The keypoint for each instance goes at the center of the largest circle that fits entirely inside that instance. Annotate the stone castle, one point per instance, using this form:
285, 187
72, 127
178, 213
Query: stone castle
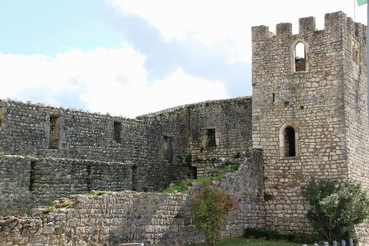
307, 118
• • •
* **Task item**: A word-for-word copy of every entry, with the pictures left out, is the required answer.

* **Completed exercise**:
The keypoint for each instance goes at the center of the largest circle that fits entirely inside that instance. Annotate the stone castle, one point per instance, using this form:
285, 187
72, 127
178, 213
Query: stone castle
307, 118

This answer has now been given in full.